Only the pictures are to be omitted; everything else in the listing must be reproduced exactly.

-------- MATERIAL FOR THE TASK --------

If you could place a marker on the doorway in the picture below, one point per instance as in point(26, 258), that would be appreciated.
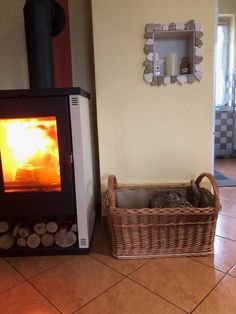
point(225, 95)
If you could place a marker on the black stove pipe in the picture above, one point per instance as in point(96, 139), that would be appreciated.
point(38, 30)
point(43, 19)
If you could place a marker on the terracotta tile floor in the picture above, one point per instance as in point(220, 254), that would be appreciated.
point(98, 283)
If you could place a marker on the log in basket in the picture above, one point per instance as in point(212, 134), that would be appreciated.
point(141, 232)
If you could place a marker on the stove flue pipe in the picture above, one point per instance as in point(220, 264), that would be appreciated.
point(38, 31)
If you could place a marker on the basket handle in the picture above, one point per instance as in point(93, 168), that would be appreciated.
point(213, 183)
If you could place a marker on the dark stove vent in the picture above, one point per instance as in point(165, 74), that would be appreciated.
point(43, 19)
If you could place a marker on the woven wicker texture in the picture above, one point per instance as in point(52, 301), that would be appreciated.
point(160, 232)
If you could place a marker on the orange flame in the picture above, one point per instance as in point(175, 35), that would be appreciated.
point(30, 156)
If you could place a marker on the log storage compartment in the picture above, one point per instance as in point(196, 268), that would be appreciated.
point(139, 231)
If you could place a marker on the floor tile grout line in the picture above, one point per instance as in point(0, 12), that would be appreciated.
point(12, 287)
point(41, 272)
point(222, 213)
point(156, 294)
point(208, 293)
point(42, 295)
point(97, 296)
point(225, 238)
point(228, 273)
point(125, 275)
point(192, 258)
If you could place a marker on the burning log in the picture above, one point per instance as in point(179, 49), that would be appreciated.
point(52, 226)
point(33, 241)
point(65, 237)
point(47, 239)
point(40, 228)
point(21, 242)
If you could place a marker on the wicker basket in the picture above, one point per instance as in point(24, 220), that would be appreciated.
point(141, 232)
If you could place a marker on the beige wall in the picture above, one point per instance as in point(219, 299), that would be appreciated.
point(81, 43)
point(149, 134)
point(229, 7)
point(13, 58)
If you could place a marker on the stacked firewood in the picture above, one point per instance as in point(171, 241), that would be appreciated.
point(36, 232)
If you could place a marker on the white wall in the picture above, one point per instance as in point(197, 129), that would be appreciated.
point(13, 57)
point(81, 43)
point(150, 134)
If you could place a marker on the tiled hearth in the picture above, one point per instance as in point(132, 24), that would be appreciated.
point(98, 283)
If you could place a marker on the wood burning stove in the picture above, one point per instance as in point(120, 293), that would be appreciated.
point(46, 162)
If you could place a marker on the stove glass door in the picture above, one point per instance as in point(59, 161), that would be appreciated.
point(30, 155)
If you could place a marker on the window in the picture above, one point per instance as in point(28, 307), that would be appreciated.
point(224, 69)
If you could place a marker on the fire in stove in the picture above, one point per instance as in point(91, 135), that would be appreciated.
point(30, 155)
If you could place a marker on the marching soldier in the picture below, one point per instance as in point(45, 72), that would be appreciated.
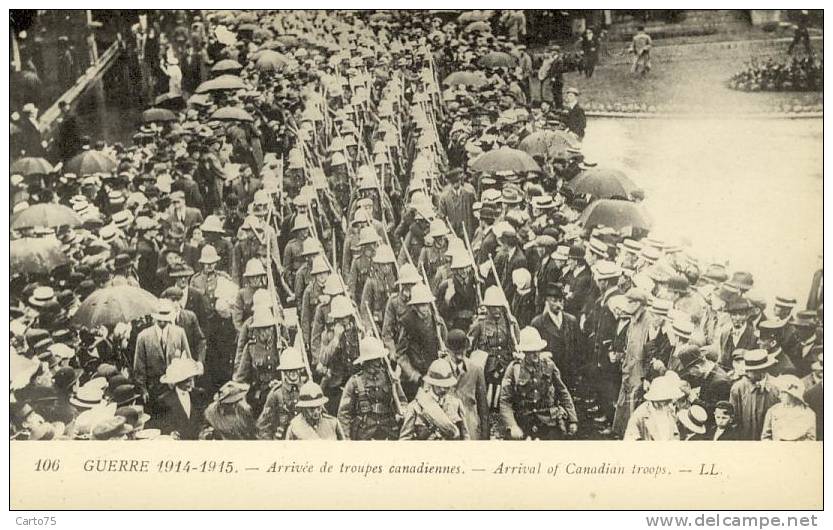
point(492, 333)
point(534, 402)
point(280, 403)
point(361, 266)
point(420, 338)
point(339, 348)
point(397, 306)
point(313, 423)
point(368, 409)
point(257, 363)
point(435, 413)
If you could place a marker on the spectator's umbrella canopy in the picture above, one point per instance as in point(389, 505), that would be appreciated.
point(475, 79)
point(49, 215)
point(157, 115)
point(615, 214)
point(497, 60)
point(111, 305)
point(36, 255)
point(224, 82)
point(547, 143)
point(505, 159)
point(90, 162)
point(603, 183)
point(29, 165)
point(231, 114)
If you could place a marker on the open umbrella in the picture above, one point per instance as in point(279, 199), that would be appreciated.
point(90, 162)
point(474, 16)
point(497, 60)
point(271, 61)
point(547, 143)
point(231, 114)
point(615, 214)
point(504, 159)
point(111, 305)
point(36, 255)
point(169, 102)
point(224, 82)
point(30, 165)
point(603, 183)
point(50, 215)
point(155, 114)
point(480, 26)
point(226, 66)
point(475, 79)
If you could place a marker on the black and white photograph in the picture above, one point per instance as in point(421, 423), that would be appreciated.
point(503, 225)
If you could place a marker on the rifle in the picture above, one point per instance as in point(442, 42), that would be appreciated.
point(436, 314)
point(512, 322)
point(394, 381)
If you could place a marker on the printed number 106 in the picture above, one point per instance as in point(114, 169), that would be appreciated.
point(47, 465)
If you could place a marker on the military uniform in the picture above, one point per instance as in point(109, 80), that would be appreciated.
point(278, 411)
point(257, 365)
point(367, 410)
point(327, 428)
point(534, 398)
point(495, 338)
point(418, 424)
point(359, 273)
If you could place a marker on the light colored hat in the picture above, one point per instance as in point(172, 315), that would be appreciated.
point(333, 285)
point(164, 311)
point(494, 297)
point(606, 270)
point(254, 267)
point(371, 348)
point(790, 384)
point(664, 388)
point(341, 307)
point(262, 317)
point(440, 374)
point(694, 418)
point(291, 359)
point(319, 265)
point(408, 275)
point(530, 340)
point(209, 255)
point(384, 254)
point(421, 294)
point(212, 224)
point(757, 360)
point(180, 369)
point(310, 396)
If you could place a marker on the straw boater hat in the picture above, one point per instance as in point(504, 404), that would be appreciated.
point(757, 360)
point(440, 374)
point(370, 348)
point(291, 359)
point(530, 340)
point(180, 369)
point(310, 396)
point(694, 419)
point(664, 388)
point(164, 311)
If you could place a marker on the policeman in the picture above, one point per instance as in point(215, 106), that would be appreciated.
point(435, 413)
point(280, 403)
point(492, 334)
point(368, 409)
point(534, 402)
point(313, 423)
point(257, 363)
point(339, 348)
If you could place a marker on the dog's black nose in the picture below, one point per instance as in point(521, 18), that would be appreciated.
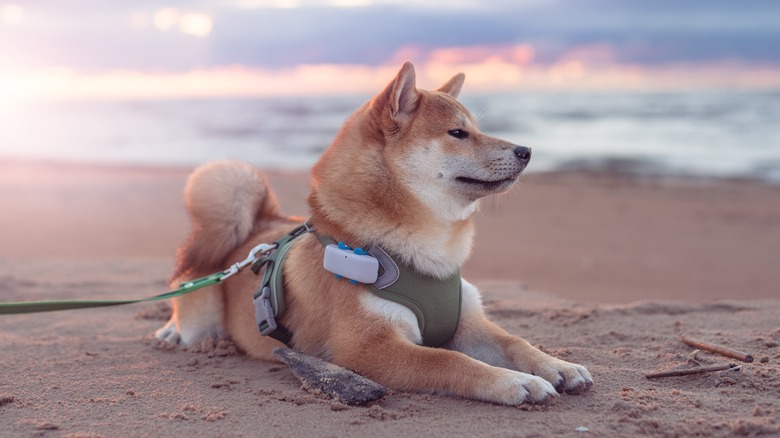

--------

§ **FINISHED TASK**
If you could place a marker on the doorway in the picture below, one point per instance as in point(26, 258), that would be appreciated.
point(225, 95)
If you could place a marker on the black stove pipe in the picture above, one point per instance as in point(96, 139), that would be appreciated.
point(38, 30)
point(43, 19)
If you could place a marker on the terracotta tile floor in the picture above, one point per instance as in point(220, 254), that would be appreciated.
point(98, 283)
If you could place a marker on the log in basket in the picture above, one point per instance as in point(212, 134), that would be appreciated.
point(141, 232)
If you could place a marker on the stove flue pipe in the picture above, one point per instance as in point(220, 264), that would be appreciated.
point(38, 31)
If you could place a marker on the basket handle in the picture above, one point per instance as in point(93, 168), that would be appreciated.
point(213, 183)
If you could place a marker on the dark stove vent in the picture above, one point per instance as in point(165, 74), that would be appreciated.
point(43, 19)
If you could place a marker on the woven wicker texture in the picture above, one point per instance as in point(52, 301), that would be appreciated.
point(160, 232)
If you could place a marker on the orange flame in the picture above, one point per instance as in point(175, 35), that would be appreciated.
point(30, 156)
If you could place a marker on the log storage compartment in the picture above, one point per instance as in point(196, 268), that would be appreciated.
point(139, 231)
If you could place a marker on the floor tile grout line in the picture above, one point per instance as in point(0, 12), that would be appreciated.
point(12, 287)
point(41, 272)
point(222, 213)
point(156, 294)
point(208, 293)
point(42, 295)
point(97, 296)
point(225, 238)
point(228, 273)
point(125, 275)
point(192, 258)
If you could place a marker on the burning log in the picture above, one point per instance as in point(179, 49), that would be appreciated.
point(52, 226)
point(33, 241)
point(65, 237)
point(47, 239)
point(40, 228)
point(21, 242)
If you could place a marker on the wicker basket in the picture above, one point per instance as in point(24, 220), that would be appreciated.
point(141, 232)
If you could place a marker on the beige wall in the picture above, one point per instance as in point(219, 299), that would be appreciated.
point(81, 43)
point(149, 134)
point(229, 7)
point(13, 58)
If you could place a marker on the stacked firewood in the picture above, one point per instance as in point(171, 241), that would be appreciated.
point(36, 232)
If you could place a marker on the white wall in the picture above, one point per instance as in point(197, 129), that would be appreciated.
point(13, 57)
point(81, 43)
point(150, 134)
If you could place a marker on the tiled hearth in the picture above, one point per instance as in point(132, 24), that would be appreciated.
point(98, 283)
If you could place a marker on the wood burning stove in the picture above, one point per instance as in point(120, 293), that would be appreciated.
point(46, 162)
If you could place a marker on the stove glass door in the picture above, one point per instance as in point(59, 161), that would be appreciated.
point(30, 155)
If you could place a marker on the window in the picture above, one point per instance as in point(28, 307), that would be appreciated.
point(224, 69)
If you could place a marker on the fire in stove in the picture above, one point per instance as in point(91, 135), that would be appreciated.
point(30, 155)
If you could place a marker on the marching soldier in the picture below, one point per instance as in point(45, 72), that would be appreciated.
point(492, 333)
point(534, 402)
point(280, 403)
point(361, 266)
point(420, 338)
point(339, 348)
point(397, 306)
point(313, 423)
point(368, 409)
point(257, 363)
point(435, 413)
If you could place a marker on the spectator's umbrella canopy in the picture above, one point per instance as in point(389, 505), that would be appreciated.
point(475, 79)
point(49, 215)
point(157, 115)
point(615, 214)
point(497, 60)
point(111, 305)
point(36, 255)
point(224, 82)
point(547, 143)
point(505, 159)
point(90, 162)
point(603, 183)
point(29, 165)
point(231, 114)
If you could place a marker on the open umbrella in the picture above, one point per instance as in point(279, 199), that would be appreciated.
point(90, 162)
point(474, 16)
point(497, 60)
point(271, 61)
point(547, 143)
point(231, 114)
point(615, 214)
point(504, 159)
point(111, 305)
point(36, 255)
point(169, 102)
point(224, 82)
point(30, 165)
point(603, 183)
point(50, 215)
point(155, 114)
point(480, 26)
point(226, 66)
point(475, 79)
If you could place a marker on the black and white photograph in the picture above, one point per instance as in point(421, 423), that would be appreciated.
point(503, 225)
If you could place a marker on the rifle in the picture above, one point per instance as in point(442, 42), that would be appreciated.
point(436, 314)
point(512, 322)
point(394, 381)
If you could place a marker on the printed number 106 in the picture above, one point per instance as in point(114, 169), that would be appreciated.
point(47, 465)
If you could place a marker on the military uniform in the picture above, one point per instance as in point(109, 80), that would be appreciated.
point(278, 411)
point(257, 365)
point(367, 410)
point(327, 428)
point(534, 398)
point(495, 338)
point(418, 424)
point(359, 273)
If you could place a marker on the light colored hat in the picture above, one point per instance as in point(172, 315), that would be appreciated.
point(333, 285)
point(164, 311)
point(494, 297)
point(606, 270)
point(254, 267)
point(371, 348)
point(790, 384)
point(664, 388)
point(341, 307)
point(262, 317)
point(440, 374)
point(694, 418)
point(291, 359)
point(319, 265)
point(408, 275)
point(530, 340)
point(209, 255)
point(384, 254)
point(421, 294)
point(212, 224)
point(757, 360)
point(180, 369)
point(310, 396)
If you could place a marker on the straw boater hat in the picture above, one point per instance as in point(504, 404), that would be appreciated.
point(757, 360)
point(440, 374)
point(370, 348)
point(291, 359)
point(530, 340)
point(180, 369)
point(310, 396)
point(694, 419)
point(664, 388)
point(164, 311)
If you could place a marker on the policeman in the picture above, one point per instance as in point(215, 106), that would be appreciated.
point(435, 413)
point(280, 403)
point(492, 334)
point(368, 409)
point(534, 402)
point(313, 423)
point(257, 363)
point(339, 348)
If you could place a marker on the dog's black nose in the picture below, one point per instance as in point(521, 18), that would be appreciated.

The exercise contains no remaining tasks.